-- Start of Data supplied --
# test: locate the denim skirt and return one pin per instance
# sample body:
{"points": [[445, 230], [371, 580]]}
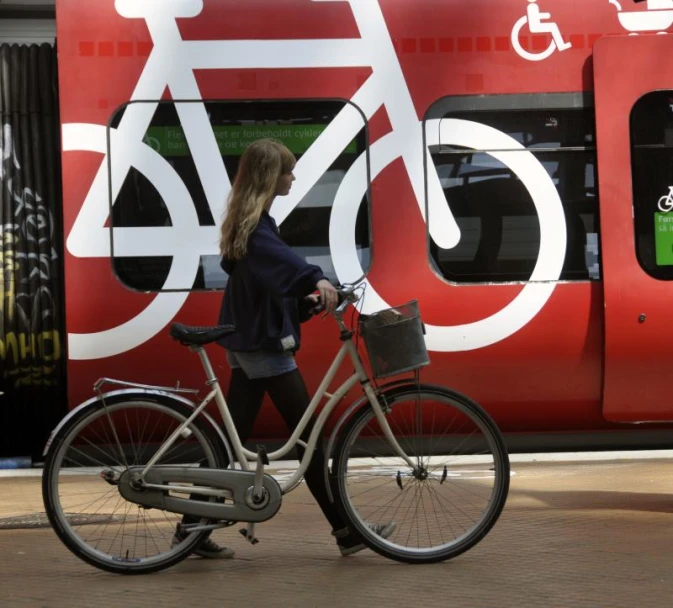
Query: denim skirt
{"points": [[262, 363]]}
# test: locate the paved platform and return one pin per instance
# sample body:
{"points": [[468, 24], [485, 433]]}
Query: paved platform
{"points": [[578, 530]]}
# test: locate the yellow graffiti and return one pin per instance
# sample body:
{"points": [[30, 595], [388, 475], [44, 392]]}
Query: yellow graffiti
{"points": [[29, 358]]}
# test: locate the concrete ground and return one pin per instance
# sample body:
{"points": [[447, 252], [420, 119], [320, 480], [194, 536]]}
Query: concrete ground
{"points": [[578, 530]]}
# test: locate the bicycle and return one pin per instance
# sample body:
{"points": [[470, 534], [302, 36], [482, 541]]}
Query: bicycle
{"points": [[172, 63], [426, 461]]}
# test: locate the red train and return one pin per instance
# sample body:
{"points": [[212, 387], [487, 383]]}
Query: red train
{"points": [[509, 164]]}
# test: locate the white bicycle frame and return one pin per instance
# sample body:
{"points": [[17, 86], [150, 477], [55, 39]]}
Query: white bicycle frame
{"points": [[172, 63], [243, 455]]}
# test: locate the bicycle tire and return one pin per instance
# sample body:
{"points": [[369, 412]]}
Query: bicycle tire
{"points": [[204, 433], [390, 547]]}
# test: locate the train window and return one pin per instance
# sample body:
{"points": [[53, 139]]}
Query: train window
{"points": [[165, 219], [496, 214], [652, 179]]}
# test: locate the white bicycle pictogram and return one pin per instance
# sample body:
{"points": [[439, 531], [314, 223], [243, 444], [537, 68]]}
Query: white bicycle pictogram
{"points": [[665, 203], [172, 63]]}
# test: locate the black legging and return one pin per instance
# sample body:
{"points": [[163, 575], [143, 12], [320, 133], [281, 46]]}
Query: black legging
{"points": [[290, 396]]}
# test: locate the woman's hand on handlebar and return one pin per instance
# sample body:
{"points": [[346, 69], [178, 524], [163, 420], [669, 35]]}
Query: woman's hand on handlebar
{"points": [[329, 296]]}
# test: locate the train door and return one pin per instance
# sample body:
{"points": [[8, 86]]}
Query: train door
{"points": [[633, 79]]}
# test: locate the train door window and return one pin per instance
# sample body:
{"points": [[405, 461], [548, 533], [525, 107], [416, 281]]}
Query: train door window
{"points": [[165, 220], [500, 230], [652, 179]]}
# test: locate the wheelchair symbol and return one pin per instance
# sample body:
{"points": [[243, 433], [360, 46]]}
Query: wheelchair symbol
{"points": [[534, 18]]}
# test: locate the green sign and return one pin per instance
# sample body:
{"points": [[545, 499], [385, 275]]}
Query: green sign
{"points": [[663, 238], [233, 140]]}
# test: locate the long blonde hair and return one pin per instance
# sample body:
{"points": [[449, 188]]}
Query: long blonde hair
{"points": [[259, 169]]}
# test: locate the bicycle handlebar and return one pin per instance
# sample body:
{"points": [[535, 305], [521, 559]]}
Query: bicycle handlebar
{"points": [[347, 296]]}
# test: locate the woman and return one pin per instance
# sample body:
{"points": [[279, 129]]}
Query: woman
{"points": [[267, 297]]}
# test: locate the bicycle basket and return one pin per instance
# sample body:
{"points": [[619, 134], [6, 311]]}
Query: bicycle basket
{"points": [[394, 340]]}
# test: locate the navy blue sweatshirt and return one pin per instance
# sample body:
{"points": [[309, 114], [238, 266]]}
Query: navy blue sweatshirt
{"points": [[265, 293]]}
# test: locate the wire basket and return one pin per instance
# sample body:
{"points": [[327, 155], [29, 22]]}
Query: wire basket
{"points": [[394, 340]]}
-- End of Data supplied --
-- Start of Data supplied --
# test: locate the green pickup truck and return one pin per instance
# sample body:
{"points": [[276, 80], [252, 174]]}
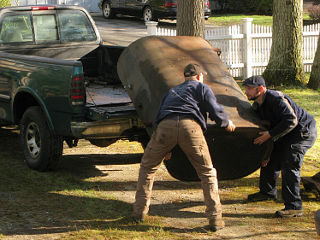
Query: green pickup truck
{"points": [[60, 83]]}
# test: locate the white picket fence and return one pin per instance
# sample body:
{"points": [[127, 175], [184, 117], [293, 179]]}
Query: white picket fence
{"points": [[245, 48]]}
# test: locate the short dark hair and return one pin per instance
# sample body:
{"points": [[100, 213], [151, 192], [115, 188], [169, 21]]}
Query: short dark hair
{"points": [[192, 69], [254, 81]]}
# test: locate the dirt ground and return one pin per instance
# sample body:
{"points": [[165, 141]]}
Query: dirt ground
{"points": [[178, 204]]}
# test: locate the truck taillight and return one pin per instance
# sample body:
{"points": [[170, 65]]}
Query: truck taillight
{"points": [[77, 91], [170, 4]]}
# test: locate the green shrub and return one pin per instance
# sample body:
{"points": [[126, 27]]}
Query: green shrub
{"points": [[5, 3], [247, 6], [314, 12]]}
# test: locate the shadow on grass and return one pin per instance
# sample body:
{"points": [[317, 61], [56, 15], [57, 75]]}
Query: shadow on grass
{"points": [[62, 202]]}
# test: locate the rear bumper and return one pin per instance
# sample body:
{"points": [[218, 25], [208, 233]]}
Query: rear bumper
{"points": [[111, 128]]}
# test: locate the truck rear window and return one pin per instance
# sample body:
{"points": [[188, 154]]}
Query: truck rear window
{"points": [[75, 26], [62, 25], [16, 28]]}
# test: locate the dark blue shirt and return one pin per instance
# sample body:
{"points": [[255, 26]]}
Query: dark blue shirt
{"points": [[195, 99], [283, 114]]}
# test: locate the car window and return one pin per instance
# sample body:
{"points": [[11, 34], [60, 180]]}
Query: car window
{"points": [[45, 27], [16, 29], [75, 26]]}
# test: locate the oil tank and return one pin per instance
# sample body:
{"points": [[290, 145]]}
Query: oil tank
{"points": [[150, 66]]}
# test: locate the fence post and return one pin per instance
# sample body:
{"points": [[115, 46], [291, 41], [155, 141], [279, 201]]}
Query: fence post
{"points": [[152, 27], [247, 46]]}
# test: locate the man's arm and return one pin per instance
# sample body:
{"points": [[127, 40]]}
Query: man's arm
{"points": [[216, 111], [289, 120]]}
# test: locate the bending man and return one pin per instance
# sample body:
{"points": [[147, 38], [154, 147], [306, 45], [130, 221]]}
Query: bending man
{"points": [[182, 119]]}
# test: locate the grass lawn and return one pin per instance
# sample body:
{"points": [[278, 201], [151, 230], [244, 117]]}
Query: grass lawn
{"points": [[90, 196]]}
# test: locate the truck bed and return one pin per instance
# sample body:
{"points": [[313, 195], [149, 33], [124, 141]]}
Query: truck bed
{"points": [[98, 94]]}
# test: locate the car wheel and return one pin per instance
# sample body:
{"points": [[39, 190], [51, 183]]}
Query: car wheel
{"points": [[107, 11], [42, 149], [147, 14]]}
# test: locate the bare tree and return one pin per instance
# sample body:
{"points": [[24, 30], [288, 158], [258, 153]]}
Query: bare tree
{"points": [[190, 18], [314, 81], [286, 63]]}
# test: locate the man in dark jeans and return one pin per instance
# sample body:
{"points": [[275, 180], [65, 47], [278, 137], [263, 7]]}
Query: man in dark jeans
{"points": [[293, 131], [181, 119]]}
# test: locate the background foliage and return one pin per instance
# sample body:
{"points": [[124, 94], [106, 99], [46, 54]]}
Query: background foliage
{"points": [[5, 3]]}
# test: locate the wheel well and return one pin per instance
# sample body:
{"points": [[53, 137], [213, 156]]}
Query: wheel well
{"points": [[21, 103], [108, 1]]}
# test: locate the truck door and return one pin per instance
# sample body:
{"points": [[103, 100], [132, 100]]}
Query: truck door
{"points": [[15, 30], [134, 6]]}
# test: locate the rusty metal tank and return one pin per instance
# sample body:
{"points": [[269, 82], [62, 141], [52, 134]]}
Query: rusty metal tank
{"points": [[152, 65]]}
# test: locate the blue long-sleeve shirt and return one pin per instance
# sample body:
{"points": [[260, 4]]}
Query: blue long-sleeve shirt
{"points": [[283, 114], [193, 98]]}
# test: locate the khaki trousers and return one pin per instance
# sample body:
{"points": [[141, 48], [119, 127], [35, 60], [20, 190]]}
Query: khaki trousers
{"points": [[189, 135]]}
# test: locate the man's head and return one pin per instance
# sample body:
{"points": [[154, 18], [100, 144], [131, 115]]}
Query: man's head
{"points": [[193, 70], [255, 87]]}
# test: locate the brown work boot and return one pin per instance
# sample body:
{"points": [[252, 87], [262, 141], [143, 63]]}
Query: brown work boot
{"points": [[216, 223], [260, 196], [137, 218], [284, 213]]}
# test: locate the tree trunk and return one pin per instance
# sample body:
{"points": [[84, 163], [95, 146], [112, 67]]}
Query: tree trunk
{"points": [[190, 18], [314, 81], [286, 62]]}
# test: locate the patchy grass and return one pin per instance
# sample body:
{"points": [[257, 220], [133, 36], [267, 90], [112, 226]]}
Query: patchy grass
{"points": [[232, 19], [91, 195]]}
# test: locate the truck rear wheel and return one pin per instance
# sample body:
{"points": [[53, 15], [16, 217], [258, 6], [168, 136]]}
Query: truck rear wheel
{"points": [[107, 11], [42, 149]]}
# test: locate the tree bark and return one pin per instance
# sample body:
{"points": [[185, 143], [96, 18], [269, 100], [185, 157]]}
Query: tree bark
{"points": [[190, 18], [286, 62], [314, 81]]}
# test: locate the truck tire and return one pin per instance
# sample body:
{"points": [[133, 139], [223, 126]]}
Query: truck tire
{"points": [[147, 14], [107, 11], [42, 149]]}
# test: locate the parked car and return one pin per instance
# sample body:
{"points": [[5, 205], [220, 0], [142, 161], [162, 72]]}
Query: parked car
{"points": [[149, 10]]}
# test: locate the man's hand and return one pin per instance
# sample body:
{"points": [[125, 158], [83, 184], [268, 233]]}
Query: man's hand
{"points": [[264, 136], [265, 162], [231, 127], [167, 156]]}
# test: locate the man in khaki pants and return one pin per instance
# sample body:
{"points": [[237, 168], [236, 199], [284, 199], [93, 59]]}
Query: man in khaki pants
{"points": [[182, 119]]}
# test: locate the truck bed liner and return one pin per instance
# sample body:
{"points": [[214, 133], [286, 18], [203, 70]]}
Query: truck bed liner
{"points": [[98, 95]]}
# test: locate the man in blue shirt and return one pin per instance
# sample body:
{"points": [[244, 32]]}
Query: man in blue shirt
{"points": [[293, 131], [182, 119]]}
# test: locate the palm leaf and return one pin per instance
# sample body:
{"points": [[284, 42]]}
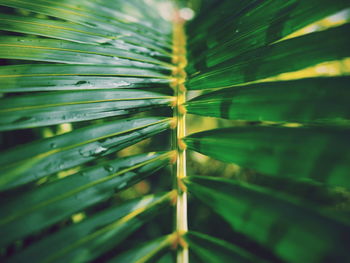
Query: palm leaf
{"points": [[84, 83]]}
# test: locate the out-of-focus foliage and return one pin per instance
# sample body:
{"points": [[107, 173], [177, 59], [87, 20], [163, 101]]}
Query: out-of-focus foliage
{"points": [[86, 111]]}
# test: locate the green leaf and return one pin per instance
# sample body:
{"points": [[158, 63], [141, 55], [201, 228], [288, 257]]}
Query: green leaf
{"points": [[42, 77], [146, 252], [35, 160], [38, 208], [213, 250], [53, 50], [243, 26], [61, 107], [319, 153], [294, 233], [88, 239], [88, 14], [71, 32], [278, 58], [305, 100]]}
-- End of Data supplied --
-- Start of Data supplied --
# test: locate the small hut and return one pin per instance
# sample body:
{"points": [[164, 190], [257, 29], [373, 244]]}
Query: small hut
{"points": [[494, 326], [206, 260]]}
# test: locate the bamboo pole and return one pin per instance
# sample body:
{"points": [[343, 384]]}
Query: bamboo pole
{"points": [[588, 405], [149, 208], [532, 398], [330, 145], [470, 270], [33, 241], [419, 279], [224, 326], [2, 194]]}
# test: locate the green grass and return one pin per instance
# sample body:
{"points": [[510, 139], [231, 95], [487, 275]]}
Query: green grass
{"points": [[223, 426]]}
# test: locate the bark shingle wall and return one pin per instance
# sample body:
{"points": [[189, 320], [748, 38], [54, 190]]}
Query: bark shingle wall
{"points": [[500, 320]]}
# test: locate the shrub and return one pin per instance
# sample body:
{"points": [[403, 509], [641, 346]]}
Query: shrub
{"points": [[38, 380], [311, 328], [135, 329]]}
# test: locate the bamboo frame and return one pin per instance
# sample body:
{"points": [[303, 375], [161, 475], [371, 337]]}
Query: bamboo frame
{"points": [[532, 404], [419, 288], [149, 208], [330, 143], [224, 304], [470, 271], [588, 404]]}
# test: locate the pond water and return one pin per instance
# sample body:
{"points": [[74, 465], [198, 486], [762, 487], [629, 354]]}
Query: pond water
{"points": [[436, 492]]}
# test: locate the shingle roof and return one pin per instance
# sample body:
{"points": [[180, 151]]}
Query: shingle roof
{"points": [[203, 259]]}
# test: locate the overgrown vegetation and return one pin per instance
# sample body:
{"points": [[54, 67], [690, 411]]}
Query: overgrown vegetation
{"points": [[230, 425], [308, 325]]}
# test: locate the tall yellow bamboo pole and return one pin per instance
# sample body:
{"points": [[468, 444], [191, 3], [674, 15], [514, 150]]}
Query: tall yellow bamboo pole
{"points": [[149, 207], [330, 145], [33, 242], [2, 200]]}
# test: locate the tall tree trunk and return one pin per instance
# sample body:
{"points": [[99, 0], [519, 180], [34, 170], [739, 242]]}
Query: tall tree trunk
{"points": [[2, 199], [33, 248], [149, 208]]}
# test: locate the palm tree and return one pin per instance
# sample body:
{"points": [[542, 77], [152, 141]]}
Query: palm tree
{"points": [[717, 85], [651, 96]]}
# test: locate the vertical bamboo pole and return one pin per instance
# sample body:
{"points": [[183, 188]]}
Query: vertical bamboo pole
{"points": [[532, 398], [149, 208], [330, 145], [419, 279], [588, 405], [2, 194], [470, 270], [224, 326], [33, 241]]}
-- End of Data supplied --
Written instruction |
Extract every line above that contains the string "platform", treating case as significant.

Solution to the problem |
# test: locate the paved platform and return one pin per instance
Query: paved platform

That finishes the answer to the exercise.